- [The data]:
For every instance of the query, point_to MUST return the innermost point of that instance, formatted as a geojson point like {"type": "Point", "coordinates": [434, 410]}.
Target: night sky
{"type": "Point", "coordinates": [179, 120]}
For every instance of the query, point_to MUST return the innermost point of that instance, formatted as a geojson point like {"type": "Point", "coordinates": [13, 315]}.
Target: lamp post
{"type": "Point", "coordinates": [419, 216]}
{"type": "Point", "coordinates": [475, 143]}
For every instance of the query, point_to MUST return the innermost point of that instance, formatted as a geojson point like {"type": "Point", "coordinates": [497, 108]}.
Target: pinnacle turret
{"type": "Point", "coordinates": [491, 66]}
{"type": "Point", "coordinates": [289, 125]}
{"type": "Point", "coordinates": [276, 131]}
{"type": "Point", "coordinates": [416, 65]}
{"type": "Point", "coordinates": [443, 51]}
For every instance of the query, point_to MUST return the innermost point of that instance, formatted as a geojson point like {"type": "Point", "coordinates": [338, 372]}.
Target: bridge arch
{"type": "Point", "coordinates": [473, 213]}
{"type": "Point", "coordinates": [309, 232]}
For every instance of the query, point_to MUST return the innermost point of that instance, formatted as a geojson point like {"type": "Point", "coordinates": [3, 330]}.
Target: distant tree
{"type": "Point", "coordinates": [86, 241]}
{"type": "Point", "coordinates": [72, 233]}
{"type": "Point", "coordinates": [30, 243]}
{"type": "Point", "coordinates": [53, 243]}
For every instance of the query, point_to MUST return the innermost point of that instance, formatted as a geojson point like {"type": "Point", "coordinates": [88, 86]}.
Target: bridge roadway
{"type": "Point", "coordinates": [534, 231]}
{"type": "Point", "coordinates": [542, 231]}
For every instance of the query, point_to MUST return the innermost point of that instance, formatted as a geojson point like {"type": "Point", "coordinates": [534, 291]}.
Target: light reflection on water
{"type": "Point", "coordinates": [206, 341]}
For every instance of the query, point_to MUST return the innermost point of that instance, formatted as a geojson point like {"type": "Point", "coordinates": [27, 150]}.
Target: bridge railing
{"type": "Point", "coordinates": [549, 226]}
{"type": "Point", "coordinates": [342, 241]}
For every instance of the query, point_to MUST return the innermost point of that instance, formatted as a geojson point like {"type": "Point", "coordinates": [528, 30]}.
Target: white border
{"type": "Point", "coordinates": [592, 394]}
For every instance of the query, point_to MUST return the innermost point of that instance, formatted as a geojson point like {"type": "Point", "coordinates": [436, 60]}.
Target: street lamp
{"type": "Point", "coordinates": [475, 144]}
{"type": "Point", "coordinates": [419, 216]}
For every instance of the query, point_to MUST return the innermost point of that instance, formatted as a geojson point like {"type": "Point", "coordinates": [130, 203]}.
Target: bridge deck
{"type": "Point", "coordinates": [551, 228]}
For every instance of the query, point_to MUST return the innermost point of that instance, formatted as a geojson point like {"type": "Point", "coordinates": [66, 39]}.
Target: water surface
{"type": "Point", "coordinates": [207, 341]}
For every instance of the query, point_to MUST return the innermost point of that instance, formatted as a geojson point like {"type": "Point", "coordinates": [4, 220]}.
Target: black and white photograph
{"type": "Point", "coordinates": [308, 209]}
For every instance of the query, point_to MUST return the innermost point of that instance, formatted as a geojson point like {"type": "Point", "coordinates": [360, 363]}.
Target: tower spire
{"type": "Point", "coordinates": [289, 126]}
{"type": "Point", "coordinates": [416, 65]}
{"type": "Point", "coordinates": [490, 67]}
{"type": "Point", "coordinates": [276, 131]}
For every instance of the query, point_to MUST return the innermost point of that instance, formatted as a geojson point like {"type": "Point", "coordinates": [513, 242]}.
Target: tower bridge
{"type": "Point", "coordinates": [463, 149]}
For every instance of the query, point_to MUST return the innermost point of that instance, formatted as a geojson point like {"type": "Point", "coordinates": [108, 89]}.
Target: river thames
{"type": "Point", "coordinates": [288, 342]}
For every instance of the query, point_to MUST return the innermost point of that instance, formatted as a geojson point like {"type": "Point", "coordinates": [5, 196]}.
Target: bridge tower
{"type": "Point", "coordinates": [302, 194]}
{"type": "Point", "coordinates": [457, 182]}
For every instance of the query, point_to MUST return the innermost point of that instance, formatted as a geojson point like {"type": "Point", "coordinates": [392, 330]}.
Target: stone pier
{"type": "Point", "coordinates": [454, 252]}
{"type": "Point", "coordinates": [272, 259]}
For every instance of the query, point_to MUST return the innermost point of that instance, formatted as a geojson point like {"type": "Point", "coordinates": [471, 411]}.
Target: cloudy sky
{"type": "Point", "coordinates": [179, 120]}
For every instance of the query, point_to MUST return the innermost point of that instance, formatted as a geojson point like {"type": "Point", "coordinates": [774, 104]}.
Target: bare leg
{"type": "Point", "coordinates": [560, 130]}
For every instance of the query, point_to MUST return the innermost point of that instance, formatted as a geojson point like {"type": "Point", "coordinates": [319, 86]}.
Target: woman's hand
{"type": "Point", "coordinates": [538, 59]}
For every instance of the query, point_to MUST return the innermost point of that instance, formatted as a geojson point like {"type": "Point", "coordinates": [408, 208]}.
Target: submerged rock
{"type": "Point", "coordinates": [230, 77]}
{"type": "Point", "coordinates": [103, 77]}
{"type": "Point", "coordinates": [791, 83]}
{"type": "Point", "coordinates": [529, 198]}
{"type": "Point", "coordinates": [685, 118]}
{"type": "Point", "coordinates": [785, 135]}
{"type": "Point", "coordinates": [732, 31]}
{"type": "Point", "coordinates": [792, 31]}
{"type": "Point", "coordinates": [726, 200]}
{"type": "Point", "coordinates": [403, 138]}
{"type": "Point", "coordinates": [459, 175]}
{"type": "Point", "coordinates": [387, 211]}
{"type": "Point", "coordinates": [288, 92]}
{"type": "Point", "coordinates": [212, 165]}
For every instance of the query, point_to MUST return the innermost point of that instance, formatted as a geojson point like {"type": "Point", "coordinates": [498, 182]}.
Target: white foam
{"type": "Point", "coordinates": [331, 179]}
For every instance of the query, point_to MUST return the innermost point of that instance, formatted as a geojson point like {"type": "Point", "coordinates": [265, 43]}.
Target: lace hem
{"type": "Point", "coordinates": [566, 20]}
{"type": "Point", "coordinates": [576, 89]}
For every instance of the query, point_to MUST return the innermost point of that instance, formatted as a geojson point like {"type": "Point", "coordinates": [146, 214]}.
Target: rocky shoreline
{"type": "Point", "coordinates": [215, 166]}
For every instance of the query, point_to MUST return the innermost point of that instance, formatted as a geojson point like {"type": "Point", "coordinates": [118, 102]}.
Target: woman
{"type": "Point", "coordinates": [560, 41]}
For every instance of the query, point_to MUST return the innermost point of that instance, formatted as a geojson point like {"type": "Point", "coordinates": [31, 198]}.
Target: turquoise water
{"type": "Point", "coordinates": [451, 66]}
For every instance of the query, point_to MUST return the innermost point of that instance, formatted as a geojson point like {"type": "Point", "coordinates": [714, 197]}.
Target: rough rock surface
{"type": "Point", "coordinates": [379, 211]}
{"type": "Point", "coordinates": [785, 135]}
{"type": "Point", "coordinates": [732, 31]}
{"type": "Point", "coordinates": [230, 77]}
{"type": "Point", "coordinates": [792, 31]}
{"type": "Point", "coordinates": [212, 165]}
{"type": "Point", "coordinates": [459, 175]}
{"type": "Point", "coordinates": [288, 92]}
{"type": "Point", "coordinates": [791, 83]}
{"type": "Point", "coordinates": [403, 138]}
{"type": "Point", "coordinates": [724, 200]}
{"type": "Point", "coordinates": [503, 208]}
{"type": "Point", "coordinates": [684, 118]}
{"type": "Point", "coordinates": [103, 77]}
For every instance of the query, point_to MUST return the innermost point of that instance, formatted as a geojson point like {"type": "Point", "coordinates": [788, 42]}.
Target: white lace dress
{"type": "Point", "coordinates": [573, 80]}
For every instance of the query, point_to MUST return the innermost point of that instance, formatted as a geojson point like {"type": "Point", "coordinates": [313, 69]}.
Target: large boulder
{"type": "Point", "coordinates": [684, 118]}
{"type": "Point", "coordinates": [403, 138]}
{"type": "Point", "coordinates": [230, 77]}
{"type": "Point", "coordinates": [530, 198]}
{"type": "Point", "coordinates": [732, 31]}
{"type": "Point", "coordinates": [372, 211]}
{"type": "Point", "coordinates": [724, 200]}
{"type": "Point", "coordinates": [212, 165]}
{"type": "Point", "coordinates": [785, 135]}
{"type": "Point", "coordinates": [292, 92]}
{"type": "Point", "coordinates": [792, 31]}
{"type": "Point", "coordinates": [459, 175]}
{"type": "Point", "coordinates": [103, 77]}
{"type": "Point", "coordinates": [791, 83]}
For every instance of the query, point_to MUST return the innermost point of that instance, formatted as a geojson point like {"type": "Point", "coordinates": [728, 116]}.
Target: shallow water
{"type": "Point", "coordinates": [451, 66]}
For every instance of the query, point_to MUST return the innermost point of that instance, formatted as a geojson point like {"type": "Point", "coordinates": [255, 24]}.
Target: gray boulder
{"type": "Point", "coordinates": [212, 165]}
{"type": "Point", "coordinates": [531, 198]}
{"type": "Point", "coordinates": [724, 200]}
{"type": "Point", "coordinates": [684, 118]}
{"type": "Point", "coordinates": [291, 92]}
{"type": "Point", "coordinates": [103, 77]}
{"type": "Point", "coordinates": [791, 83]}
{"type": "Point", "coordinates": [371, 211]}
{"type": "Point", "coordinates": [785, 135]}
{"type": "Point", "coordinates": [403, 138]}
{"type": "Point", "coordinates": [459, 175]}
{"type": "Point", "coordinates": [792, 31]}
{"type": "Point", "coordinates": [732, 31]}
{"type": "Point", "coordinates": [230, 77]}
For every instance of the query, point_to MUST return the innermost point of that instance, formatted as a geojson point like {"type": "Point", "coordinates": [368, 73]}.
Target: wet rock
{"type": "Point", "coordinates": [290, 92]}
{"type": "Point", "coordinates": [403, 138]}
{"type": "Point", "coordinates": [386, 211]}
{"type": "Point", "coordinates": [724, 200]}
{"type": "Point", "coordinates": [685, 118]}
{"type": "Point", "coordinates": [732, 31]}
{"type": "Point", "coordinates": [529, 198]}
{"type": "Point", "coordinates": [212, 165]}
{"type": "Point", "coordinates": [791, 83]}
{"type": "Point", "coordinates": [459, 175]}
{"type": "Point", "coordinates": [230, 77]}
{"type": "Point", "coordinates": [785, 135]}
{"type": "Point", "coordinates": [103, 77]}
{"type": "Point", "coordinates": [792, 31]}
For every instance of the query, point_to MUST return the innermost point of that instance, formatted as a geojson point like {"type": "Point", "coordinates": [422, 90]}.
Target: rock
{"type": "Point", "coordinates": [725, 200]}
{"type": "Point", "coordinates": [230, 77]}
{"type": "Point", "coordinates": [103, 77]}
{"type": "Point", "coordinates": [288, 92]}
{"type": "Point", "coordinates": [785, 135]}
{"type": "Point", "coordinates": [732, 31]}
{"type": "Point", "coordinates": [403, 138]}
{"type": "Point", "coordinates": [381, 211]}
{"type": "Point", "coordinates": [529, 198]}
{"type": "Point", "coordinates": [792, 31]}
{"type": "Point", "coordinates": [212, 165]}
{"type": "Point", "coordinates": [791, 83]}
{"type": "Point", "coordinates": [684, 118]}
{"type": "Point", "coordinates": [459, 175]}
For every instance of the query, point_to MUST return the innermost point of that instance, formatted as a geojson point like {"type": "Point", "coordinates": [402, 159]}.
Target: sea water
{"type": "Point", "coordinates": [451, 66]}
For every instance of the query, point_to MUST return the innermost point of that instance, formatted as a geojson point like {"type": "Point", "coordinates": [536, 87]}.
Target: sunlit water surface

- [Problem description]: Each line from the one containing "Target: sea water" to the end of the listing above should be copied exactly, and nothing else.

- [Solution to this problem]:
Target: sea water
{"type": "Point", "coordinates": [451, 66]}
For every instance of the query, point_to MUST return the innermost point of that instance, formatted as a geojson point like {"type": "Point", "coordinates": [536, 87]}.
Target: sunlit water surface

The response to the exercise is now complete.